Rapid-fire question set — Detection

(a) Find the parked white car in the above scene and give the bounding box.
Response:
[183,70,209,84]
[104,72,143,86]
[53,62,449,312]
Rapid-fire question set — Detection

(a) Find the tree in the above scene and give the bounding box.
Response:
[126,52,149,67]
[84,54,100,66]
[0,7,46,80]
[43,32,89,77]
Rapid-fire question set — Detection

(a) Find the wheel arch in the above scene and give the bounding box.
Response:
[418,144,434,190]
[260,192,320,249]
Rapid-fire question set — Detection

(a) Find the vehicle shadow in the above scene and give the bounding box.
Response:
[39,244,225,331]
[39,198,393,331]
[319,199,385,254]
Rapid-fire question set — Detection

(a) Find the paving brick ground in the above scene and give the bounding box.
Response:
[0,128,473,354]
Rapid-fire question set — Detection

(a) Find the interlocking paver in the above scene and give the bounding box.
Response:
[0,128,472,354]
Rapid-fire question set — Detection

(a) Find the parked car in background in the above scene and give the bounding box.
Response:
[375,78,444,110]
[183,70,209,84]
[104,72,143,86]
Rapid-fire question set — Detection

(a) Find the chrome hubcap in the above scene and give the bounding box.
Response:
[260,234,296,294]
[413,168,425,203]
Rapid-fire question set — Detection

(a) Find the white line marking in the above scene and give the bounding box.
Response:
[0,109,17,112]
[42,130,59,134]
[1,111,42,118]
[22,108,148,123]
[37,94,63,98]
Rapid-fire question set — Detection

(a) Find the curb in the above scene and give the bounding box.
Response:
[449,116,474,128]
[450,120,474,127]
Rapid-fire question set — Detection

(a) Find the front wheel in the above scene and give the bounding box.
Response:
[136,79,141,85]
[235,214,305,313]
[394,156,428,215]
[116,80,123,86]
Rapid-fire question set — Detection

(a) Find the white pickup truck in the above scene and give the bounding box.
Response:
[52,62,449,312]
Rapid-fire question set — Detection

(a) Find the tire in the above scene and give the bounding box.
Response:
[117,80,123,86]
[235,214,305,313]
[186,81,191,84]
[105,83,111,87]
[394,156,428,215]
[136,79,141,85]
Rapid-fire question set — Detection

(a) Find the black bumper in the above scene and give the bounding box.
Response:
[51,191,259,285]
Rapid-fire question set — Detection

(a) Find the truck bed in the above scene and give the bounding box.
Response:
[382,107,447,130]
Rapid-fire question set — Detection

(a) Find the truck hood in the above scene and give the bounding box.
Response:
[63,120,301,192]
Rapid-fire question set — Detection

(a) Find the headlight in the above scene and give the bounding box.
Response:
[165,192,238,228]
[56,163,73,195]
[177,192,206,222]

-*-*-

Copy out all the records exactly.

> **ANSWER SECTION**
Rapid-fire question set — Detection

(a) Find the parked white car in the above scene and give the bounding box.
Response:
[183,70,209,84]
[104,72,143,86]
[53,62,449,312]
Rapid-fire question set — Detection

(a) Find the tree in the above scene and give the bounding box.
Response:
[126,52,149,67]
[84,54,100,66]
[0,7,46,80]
[43,32,89,77]
Rapid-fire question set — Detection

(a) Find the wheel arch in the above scene and give the bounding box.
Response:
[418,144,434,190]
[260,192,320,249]
Rapid-fire question set — Detection

(a) Find the vehicle shadow in the above scene and give the bounding box.
Response:
[39,244,225,331]
[39,198,393,331]
[319,199,385,254]
Rapid-fire question set — Detection

(a) Find the paving brick ground in the above scene and give the bounding box.
Response:
[0,128,473,354]
Rapid-fire question set — Detection

(a) Find the interlocking paver in the above scene and give the bounding box.
Response:
[0,128,472,354]
Rapid-fire question set — Detection

(a) Find the parked car in background in the above scene and give the bounding box.
Response:
[375,78,444,110]
[183,70,209,84]
[104,72,143,86]
Rapid-fire question set — Detection

(a) Find the chrome hubcap in the above scene and give the bounding box.
Response:
[260,234,296,294]
[413,168,425,203]
Rapid-fire question set — Detection

(a) Find the white line marking in the above scene and give the bounding box.
Response:
[0,109,17,112]
[42,130,59,134]
[1,111,42,118]
[22,108,148,123]
[37,94,63,98]
Rapid-fire question set — Detection

(a) Find the curb in the above scene and give the bounding box.
Response:
[449,116,474,128]
[450,120,474,127]
Rapid-fire question set — Detection

(a) Find the front wheel in the above scene and give the bounding box.
Response:
[136,79,141,85]
[235,214,305,313]
[394,156,428,215]
[116,80,123,86]
Rapid-fire question set — Detection

(a) Find the white pickup truck in the above scene and give the bounding box.
Response:
[52,62,449,312]
Rapid-fire question set — Detection

(a) Find the tire in the above scene and give the bounding box.
Response:
[117,80,123,86]
[235,214,305,313]
[186,81,191,84]
[105,83,111,87]
[394,156,428,215]
[136,79,141,85]
Rapid-fire question set — Detection

(a) Find the black bumper in the above scene and give the bounding box.
Response:
[51,191,259,285]
Rapid-fire question set — Detection

(a) Find the truck bed in the above scene and give the bounding box.
Response:
[382,107,447,130]
Rapid-fire question set — Detection

(a) Find the truck hood in the above scene and give the bounding box.
Response:
[63,120,301,192]
Rapid-fire question set — Detection

(a) Find the headlight in the above scene and give the bounding box.
Response:
[165,192,238,228]
[56,163,73,195]
[177,192,206,222]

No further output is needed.